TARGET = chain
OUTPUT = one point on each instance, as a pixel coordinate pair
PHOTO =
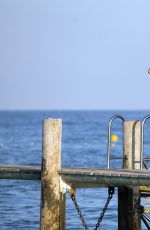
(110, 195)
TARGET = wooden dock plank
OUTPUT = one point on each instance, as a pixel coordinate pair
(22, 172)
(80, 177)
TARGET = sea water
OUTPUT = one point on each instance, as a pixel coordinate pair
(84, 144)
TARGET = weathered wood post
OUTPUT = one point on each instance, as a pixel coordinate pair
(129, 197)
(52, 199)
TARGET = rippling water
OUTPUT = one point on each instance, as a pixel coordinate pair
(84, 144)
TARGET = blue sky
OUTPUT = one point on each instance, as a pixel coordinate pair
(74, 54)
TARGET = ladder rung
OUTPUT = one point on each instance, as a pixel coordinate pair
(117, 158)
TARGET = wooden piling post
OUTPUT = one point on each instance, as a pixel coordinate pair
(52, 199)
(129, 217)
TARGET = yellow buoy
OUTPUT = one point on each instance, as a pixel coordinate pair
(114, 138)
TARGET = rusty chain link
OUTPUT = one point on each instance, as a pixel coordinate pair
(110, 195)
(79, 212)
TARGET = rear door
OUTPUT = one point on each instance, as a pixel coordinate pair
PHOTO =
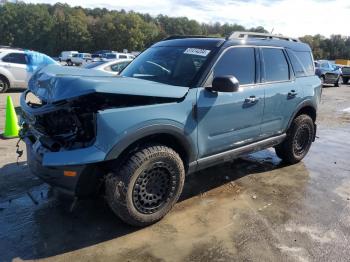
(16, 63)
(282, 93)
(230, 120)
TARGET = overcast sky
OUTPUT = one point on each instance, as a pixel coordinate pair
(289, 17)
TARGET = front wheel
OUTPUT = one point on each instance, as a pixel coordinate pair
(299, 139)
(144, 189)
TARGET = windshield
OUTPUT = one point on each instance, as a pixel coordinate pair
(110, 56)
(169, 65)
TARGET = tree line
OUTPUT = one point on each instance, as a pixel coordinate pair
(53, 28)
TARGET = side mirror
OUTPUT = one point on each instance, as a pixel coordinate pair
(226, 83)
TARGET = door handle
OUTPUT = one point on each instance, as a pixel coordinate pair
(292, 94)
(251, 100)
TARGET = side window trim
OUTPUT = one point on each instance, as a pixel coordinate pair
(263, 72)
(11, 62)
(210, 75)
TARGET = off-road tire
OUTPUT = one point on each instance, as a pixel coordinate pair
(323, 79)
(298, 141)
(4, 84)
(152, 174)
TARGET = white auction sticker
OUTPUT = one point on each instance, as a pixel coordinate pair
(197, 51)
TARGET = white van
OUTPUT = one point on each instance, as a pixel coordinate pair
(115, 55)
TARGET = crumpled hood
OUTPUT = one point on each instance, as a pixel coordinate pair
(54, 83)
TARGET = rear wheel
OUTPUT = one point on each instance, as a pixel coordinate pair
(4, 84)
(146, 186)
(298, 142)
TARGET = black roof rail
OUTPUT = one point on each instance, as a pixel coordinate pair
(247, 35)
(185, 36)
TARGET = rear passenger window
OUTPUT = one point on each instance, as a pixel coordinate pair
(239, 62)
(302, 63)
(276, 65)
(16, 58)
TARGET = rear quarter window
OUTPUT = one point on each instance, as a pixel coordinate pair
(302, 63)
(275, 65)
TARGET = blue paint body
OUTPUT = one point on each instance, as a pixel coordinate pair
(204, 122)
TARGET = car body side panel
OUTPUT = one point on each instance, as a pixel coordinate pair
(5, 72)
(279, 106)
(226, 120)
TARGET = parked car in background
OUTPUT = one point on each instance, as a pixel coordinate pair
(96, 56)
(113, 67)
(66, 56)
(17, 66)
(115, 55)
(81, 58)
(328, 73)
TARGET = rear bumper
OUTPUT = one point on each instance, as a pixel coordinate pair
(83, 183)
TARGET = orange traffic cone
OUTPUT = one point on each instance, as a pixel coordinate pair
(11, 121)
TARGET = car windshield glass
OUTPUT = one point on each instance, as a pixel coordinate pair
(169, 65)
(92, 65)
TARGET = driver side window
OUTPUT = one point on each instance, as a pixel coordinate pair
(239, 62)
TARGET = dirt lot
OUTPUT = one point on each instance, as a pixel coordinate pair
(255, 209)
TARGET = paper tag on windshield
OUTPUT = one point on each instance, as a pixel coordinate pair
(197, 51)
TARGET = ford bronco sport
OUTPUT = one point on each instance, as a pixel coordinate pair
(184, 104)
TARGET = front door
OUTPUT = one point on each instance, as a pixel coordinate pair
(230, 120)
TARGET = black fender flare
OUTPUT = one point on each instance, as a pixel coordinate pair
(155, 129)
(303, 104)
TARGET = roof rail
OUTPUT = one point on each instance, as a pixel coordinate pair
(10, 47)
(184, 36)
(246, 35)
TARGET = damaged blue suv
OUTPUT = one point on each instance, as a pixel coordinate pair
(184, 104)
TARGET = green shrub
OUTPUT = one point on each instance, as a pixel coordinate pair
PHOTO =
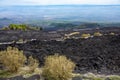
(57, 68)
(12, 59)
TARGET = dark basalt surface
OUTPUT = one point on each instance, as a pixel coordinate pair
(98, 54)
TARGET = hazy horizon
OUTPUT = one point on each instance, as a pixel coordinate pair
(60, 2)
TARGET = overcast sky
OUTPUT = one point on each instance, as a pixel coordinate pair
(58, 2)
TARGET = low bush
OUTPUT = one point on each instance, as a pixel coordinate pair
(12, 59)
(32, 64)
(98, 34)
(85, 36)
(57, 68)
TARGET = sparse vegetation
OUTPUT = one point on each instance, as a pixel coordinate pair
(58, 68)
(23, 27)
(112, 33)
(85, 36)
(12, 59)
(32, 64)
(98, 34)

__________

→ Instruction:
Lay out all of the material above as a numbered list with one line per item and no blank lines. Leave the pictures out.

→ Solution to this exercise:
1. TARGET = chain
2. OUTPUT = one point on each instance, as a pixel coordinate pair
3. PHOTO =
4. (110, 195)
5. TARGET = wooden dock plank
6. OUTPUT = one point on each instance, as a pixel coordinate pair
7. (22, 172)
8. (80, 177)
9. TARGET = sea water
10. OUTPUT = one point on each instance, as a pixel coordinate pair
11. (84, 144)
12. TARGET = weathered wood post
13. OUTPUT = one point on each instance, as a pixel coordinate pair
14. (129, 197)
15. (52, 199)
16. TARGET = rippling water
17. OUTPUT = one point on each instance, as a pixel coordinate pair
18. (84, 144)
19. TARGET = blue sky
20. OUTPUT = one point on each instance, as a pixel coordinate pair
21. (74, 54)
22. TARGET = ladder rung
23. OUTPUT = one point on each instance, as a pixel coordinate pair
24. (117, 158)
25. TARGET = wooden piling post
26. OUTPUT = one point on each instance, as a pixel coordinate pair
27. (52, 199)
28. (129, 217)
29. TARGET = yellow buoy
30. OUTPUT = one point on each instance, as a pixel coordinate pair
31. (114, 138)
32. TARGET = rusty chain link
33. OUTPUT = one point on each instance, as a pixel coordinate pair
34. (110, 195)
35. (79, 212)
36. TARGET = rear door
37. OUTPUT = one point on each instance, as a pixel coordinate pair
38. PHOTO =
39. (16, 63)
40. (282, 93)
41. (230, 120)
42. TARGET = overcast sky
43. OUTPUT = one point on each instance, as a pixel coordinate pair
44. (289, 17)
45. TARGET = front wheel
46. OUTPUT = one point on each instance, as a pixel coordinate pair
47. (299, 139)
48. (144, 189)
49. TARGET = windshield
50. OUTPUT = one point on each instance, as a pixel coordinate pair
51. (110, 56)
52. (169, 65)
53. TARGET = tree line
54. OUTPUT = one point on each instance, as a pixel coordinate pair
55. (53, 28)
56. TARGET = side mirror
57. OUTPUT = one point on each instance, as a pixel coordinate pair
58. (226, 83)
59. TARGET = door handle
60. OUTPUT = one point on each instance, as a pixel coordinate pair
61. (292, 94)
62. (251, 100)
63. TARGET = side window trim
64. OUTPUT = one point on each instance, as a pixel coordinate pair
65. (263, 72)
66. (11, 62)
67. (210, 75)
68. TARGET = off-road tire
69. OUTPUT = one point on each instance, as a pixel coordinate pair
70. (323, 79)
71. (298, 141)
72. (4, 84)
73. (152, 174)
74. TARGET = white auction sticker
75. OUTPUT = one point on each instance, as a pixel coordinate pair
76. (197, 51)
77. TARGET = white van
78. OUTPUT = one point on each instance, as a pixel coordinate pair
79. (115, 55)
80. TARGET = crumpled hood
81. OUTPUT = one point on each instance, as a pixel coordinate pair
82. (54, 83)
83. TARGET = rear wheel
84. OUTPUT = one point on each instance, as a pixel coordinate pair
85. (4, 84)
86. (146, 186)
87. (298, 142)
88. TARGET = black roof rail
89. OUTPUT = one point on each instance, as a pixel coordinate pair
90. (247, 35)
91. (185, 36)
92. TARGET = rear passenger window
93. OUTPUT = one point on each instance, as a pixel coordinate pair
94. (239, 62)
95. (302, 63)
96. (276, 65)
97. (16, 58)
98. TARGET = rear quarter window
99. OUTPUT = one point on each instance, as a pixel coordinate pair
100. (302, 63)
101. (275, 65)
102. TARGET = blue paint body
103. OUTPUT = one point on each instance, as a pixel coordinate pair
104. (204, 122)
105. TARGET = car body side panel
106. OUTPUT = one point on each instance, as a pixel coordinate pair
107. (5, 72)
108. (279, 106)
109. (226, 120)
110. TARGET = parked car in background
111. OUTPUT = one point on each instance, as a pixel coordinate pair
112. (96, 56)
113. (113, 67)
114. (66, 56)
115. (17, 66)
116. (115, 55)
117. (81, 58)
118. (328, 73)
119. TARGET = rear bumper
120. OUTPUT = one point on each instance, as a pixel coordinate pair
121. (83, 183)
122. TARGET = orange traffic cone
123. OUTPUT = one point on each instance, as a pixel coordinate pair
124. (11, 121)
125. TARGET = car windshield glass
126. OUTPUT = one point on each instance, as a pixel coordinate pair
127. (169, 65)
128. (92, 65)
129. TARGET = driver side window
130. OUTPUT = one point on each instance, as a pixel coordinate pair
131. (239, 62)
132. TARGET = dirt lot
133. OUTPUT = one point on each instance, as a pixel coordinate pair
134. (255, 209)
135. TARGET = paper tag on windshield
136. OUTPUT = one point on each instance, as a pixel coordinate pair
137. (197, 51)
138. TARGET = ford bronco sport
139. OUTPUT = one point on each instance, as a pixel coordinate pair
140. (184, 104)
141. TARGET = front door
142. OUTPUT = one point on each instance, as a pixel coordinate pair
143. (230, 120)
144. TARGET = black fender flare
145. OUTPUT = one point on each instance, as a pixel coordinate pair
146. (155, 129)
147. (303, 104)
148. TARGET = roof rail
149. OUTPUT = one point on each instance, as a pixel coordinate pair
150. (10, 47)
151. (184, 36)
152. (246, 35)
153. TARGET = damaged blue suv
154. OUTPUT = one point on each instance, as a pixel coordinate pair
155. (184, 104)
156. TARGET = green shrub
157. OUTPUT = one point on each instance, as a pixel coordinate pair
158. PHOTO =
159. (57, 68)
160. (12, 59)
161. TARGET = dark basalt surface
162. OUTPUT = one point on each instance, as a pixel coordinate pair
163. (98, 54)
164. TARGET = hazy horizon
165. OUTPUT = one point on each instance, as a pixel coordinate pair
166. (60, 2)
167. TARGET = overcast sky
168. OUTPUT = one point on each instance, as a pixel coordinate pair
169. (58, 2)
170. TARGET = low bush
171. OUTPUT = one point on each instance, as a pixel coordinate pair
172. (12, 59)
173. (32, 64)
174. (98, 34)
175. (85, 36)
176. (57, 68)
177. TARGET = sparse vegetation
178. OUTPUT = one point on each instance, as a pixel coordinate pair
179. (58, 68)
180. (23, 27)
181. (112, 33)
182. (85, 36)
183. (12, 59)
184. (32, 64)
185. (98, 34)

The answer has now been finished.